Exercise directions: Copy out each of the following rows line for line, with no changes.

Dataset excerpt
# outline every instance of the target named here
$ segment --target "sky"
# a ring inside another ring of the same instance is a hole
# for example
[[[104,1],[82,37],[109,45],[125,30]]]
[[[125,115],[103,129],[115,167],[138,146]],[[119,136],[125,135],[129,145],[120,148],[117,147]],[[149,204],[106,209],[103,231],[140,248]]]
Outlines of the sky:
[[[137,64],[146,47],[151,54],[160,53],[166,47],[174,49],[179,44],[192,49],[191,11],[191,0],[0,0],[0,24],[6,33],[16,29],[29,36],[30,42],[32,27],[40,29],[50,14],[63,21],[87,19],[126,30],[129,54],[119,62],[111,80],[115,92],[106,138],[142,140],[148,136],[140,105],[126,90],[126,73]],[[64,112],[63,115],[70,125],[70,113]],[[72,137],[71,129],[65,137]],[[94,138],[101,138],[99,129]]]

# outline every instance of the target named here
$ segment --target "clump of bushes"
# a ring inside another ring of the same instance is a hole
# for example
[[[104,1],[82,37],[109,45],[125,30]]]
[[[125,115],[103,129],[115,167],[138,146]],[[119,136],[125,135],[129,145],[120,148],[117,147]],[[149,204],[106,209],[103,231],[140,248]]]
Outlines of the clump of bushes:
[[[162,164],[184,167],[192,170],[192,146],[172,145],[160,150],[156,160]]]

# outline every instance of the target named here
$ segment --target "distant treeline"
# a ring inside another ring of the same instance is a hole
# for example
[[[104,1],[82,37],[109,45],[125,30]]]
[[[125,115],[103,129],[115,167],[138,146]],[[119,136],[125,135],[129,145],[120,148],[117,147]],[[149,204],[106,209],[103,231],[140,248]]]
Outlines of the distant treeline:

Expected output:
# outline every instance of the target named here
$ segment --target "sky"
# a ring inside another ring of the same instance is a hole
# for example
[[[104,1],[82,37],[109,45],[125,30]]]
[[[125,115],[103,129],[115,167],[138,146]],[[119,136],[125,135],[129,145],[120,148],[117,147]],[[149,204],[106,209],[103,231],[140,248]]]
Outlines of the sky:
[[[137,64],[146,47],[151,54],[160,53],[166,47],[174,49],[179,44],[192,49],[191,11],[191,0],[0,0],[0,24],[6,33],[16,29],[29,36],[30,42],[32,27],[40,29],[50,14],[63,21],[87,19],[126,30],[129,54],[119,62],[111,80],[115,92],[106,138],[142,140],[148,136],[140,105],[126,90],[126,73]],[[64,112],[63,115],[70,125],[70,113]],[[72,137],[71,129],[65,137]],[[94,138],[101,138],[99,129]]]

# outline every instance of the target named here
$ segment --target "clump of bushes"
# a ring inside another ring of the same instance is a hole
# for example
[[[104,1],[82,37],[109,45],[125,30]]]
[[[125,115],[103,129],[115,167],[138,146]],[[119,136],[125,135],[129,145],[120,148],[117,147]],[[149,204],[106,209],[103,231],[140,248]]]
Outlines of the clump of bushes:
[[[162,164],[184,167],[192,170],[192,146],[172,145],[160,150],[156,160]]]

# outline every instance of the target named here
$ segment --target "distant treeline"
# a ring inside another ring of the same instance is a hole
# for example
[[[104,1],[82,37],[109,45],[125,30]]]
[[[125,115],[103,129],[115,167],[138,146]],[[119,136],[125,135],[129,145],[120,148],[117,147]],[[149,204],[106,209],[103,231],[140,248]]]
Outlines of the distant treeline:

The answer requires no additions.